[START Material to process]
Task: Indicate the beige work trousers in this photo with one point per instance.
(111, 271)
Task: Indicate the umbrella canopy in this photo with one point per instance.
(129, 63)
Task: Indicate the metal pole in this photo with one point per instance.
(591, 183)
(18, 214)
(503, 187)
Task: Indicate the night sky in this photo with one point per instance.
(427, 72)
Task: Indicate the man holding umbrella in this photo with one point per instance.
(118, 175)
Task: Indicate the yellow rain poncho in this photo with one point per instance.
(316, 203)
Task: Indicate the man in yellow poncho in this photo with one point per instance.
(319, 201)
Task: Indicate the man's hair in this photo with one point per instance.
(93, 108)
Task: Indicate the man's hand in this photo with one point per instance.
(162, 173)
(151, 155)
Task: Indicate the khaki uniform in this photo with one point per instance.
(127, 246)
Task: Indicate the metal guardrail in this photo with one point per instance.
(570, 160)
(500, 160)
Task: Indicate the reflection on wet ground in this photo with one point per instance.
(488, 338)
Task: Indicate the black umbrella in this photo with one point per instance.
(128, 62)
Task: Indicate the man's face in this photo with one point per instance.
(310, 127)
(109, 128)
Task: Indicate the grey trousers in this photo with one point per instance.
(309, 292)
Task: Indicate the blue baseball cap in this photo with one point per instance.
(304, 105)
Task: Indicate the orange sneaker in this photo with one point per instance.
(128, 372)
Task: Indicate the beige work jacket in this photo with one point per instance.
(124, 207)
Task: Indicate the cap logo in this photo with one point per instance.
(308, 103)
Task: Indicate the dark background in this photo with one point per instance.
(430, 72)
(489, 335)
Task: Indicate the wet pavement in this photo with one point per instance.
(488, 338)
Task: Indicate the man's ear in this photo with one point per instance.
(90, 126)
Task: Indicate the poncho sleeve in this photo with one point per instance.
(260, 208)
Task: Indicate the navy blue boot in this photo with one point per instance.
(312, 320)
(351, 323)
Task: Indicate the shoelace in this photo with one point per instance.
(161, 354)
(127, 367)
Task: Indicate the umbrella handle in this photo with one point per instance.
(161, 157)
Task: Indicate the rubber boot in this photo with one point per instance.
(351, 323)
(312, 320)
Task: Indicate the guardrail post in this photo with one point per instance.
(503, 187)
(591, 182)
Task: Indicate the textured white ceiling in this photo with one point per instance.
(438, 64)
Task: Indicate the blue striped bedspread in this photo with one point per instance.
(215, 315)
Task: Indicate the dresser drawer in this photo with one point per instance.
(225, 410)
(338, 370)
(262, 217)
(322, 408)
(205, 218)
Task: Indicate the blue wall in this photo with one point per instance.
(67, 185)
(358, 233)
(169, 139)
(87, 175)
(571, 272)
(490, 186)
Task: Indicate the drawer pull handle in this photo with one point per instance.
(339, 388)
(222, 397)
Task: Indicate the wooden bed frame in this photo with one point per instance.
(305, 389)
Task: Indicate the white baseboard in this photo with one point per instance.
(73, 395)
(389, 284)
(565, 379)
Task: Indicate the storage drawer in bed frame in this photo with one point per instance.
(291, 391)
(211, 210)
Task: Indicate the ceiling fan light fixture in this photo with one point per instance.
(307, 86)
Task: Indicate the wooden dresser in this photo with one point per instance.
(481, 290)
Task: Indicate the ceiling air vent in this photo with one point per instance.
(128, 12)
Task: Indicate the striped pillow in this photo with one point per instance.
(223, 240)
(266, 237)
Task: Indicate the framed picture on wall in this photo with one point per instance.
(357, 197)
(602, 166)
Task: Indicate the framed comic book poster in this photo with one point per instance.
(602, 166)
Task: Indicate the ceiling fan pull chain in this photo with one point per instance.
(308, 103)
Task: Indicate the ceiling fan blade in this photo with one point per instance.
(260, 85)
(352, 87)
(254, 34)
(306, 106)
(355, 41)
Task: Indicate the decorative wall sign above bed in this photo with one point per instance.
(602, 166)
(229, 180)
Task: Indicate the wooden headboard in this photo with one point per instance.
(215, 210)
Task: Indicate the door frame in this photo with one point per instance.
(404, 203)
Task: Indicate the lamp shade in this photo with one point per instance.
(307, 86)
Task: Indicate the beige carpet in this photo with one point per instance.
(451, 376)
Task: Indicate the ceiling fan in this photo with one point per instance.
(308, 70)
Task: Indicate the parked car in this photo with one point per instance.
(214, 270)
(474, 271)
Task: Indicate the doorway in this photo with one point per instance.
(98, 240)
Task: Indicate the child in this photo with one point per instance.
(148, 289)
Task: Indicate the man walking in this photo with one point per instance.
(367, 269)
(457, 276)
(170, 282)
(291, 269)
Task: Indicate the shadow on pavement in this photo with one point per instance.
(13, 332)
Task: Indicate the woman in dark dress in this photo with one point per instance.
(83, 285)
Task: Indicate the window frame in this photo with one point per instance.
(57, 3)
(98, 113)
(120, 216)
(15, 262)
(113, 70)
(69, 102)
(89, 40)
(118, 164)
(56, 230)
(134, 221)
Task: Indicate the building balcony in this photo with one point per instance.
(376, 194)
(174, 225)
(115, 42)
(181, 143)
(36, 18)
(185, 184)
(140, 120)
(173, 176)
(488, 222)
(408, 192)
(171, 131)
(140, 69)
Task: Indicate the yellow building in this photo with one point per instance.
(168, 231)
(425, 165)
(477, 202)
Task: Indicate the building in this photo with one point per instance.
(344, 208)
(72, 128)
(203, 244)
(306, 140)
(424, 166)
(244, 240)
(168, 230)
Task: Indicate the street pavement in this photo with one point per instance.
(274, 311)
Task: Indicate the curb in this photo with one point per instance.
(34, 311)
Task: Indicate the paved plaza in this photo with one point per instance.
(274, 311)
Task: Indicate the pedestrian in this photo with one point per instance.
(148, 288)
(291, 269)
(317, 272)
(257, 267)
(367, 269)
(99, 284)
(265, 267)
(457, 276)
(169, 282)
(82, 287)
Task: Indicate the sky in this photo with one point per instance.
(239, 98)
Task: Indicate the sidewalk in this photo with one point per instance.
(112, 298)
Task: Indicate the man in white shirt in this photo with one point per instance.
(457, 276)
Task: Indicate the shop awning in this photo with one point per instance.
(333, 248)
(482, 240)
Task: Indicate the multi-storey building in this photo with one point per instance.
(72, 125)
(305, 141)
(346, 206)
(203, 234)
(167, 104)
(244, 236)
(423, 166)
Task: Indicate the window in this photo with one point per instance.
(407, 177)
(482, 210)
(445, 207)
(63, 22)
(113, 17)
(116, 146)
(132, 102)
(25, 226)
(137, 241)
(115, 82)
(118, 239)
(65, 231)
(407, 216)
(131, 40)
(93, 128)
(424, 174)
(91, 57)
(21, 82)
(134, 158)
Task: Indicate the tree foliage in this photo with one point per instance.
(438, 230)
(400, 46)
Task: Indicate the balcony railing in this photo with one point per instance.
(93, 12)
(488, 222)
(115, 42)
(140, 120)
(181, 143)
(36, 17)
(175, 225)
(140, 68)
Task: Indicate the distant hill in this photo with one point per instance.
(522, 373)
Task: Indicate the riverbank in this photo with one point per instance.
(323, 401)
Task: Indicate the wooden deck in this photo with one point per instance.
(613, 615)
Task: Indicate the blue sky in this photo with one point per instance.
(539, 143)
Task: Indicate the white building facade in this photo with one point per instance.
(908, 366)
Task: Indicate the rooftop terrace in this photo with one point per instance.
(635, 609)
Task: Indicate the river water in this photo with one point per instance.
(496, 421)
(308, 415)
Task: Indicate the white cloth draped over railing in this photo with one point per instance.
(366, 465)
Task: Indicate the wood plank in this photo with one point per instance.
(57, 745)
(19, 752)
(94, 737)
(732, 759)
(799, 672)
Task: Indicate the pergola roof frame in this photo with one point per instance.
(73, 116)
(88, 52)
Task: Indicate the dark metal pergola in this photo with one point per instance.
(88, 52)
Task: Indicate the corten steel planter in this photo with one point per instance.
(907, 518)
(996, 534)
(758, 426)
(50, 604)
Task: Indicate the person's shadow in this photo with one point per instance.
[END Material to process]
Written exercise -
Write the rows from the line containing "Task: Indicate the dark metal" through the last row as a JSON list of strings, one string per line and no blank lines.

Written solution -
[
  "Task: Indicate the dark metal pergola in this photo with one point per instance.",
  "(88, 52)",
  "Task: Indicate the corten steel planter in this photo with one point per instance.",
  "(907, 518)",
  "(996, 534)",
  "(758, 426)",
  "(50, 604)",
  "Task: Indicate the person's shadow in this photo with one point per instance."
]